### Goal
Please reproduce the part of the Shelby bicycle thread starting at "Been doing research" and ending at "Adamtinkerer (Feb 15, 2016)", word for word.

# 46 Shelby "eagle?"



## The Wrench (Feb 15, 2016)

Been doing research for this bike. It is a project for a customer of mine. I am the mechanic at the lbs. The guy at nbhaa was able to tell me it was made in 1945 to be sold in 46. I don't believe it came with a tank but who knows. Would like to know what the fenders looked like and the fork if it was a springer or stabilized with any thing extra.


----------



## Adamtinkerer (Feb 15, 2016)

Searching the forum will bring up a lot of pics. I don't believe their fenders were particularly distinct, though there were deluxe models, with braces that stick way out. I have a Shelby Flyer that may be a couple years newer than yours. My chain guard doesn't look original. They had a fork called the "Shock Ease", which had the spring inside the head tube! Later, they produced a more conventional springer. Consider yourself lucky you caught the infamous NBHAA owner on a good day!


----------



## St.Peter (Feb 16, 2016)

I love the old Shelby's

 

 

 

 

 . I have been lucky enough to own a few


----------



## The Wrench (Feb 16, 2016)

Ha he was grouchy


Sent from my iPhone using Tapatalk


----------



## spoker (Feb 17, 2016)

### Stored records
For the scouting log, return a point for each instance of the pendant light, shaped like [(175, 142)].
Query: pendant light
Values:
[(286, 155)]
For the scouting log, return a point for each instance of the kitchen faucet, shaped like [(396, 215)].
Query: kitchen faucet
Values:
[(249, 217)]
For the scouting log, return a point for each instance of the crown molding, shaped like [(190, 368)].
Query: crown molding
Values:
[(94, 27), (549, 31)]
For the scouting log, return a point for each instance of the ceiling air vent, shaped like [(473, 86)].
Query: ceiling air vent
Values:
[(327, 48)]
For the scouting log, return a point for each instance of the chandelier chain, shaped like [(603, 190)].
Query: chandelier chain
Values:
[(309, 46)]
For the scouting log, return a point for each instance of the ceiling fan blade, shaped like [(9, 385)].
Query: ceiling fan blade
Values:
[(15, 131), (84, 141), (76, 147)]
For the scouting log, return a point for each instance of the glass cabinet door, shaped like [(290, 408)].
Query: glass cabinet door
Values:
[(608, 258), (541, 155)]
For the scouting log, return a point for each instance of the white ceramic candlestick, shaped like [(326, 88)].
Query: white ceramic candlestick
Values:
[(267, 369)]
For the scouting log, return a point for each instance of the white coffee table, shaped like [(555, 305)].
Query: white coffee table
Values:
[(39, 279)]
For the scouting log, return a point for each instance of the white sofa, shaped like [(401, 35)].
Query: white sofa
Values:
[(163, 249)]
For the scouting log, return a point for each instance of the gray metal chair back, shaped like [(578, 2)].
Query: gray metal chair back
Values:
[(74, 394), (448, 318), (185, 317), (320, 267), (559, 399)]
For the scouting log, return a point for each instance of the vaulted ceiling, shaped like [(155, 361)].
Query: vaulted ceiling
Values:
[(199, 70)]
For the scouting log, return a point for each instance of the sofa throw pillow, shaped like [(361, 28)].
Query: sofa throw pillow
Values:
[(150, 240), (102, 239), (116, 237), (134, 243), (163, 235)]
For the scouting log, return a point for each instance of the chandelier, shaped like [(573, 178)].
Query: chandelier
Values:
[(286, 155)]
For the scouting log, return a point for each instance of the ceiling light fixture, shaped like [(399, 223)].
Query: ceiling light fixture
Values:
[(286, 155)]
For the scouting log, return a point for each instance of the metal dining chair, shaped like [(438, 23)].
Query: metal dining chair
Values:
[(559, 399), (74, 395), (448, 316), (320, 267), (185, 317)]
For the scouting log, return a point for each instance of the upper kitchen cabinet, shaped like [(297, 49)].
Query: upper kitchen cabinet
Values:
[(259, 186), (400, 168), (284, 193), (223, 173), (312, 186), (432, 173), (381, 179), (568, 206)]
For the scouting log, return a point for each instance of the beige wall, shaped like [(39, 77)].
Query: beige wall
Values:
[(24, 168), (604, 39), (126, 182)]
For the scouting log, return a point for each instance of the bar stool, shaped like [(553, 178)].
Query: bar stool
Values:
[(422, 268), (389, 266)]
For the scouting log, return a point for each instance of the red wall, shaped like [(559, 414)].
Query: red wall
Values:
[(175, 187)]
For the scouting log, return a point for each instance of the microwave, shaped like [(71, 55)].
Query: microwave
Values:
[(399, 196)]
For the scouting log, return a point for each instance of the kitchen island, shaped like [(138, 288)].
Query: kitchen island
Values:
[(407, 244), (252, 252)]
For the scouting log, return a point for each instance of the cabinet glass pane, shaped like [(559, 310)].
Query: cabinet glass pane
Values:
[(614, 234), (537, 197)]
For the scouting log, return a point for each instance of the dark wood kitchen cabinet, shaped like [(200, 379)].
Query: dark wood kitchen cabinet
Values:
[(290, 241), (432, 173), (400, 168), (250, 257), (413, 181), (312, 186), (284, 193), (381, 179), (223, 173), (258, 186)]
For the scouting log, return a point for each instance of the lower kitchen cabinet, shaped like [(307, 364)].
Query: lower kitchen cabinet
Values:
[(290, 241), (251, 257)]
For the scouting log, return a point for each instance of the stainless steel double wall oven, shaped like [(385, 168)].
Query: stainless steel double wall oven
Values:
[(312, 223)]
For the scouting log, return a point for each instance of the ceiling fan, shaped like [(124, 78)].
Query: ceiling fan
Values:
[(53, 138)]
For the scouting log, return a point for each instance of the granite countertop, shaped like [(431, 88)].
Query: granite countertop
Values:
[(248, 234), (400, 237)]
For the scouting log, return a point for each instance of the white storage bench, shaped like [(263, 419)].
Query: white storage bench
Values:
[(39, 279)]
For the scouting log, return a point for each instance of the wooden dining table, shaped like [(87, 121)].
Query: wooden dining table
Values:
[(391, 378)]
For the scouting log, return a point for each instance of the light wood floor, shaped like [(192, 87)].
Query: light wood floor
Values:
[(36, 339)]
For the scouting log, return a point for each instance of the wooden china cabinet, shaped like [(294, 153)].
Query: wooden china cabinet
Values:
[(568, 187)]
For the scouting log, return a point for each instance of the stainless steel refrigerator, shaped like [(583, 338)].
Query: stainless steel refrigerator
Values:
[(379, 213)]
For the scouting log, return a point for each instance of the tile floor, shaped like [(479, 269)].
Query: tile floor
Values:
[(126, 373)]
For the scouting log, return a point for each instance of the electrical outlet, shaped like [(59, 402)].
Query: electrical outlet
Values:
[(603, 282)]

### Answer for this exercise
Been doing research for this bike. It is a project for a customer of mine. I am the mechanic at the lbs. The guy at nbhaa was able to tell me it was made in 1945 to be sold in 46. I don't believe it came with a tank but who knows. Would like to know what the fenders looked like and the fork if it was a springer or stabilized with any thing extra.


----------



## Adamtinkerer (Feb 15, 2016)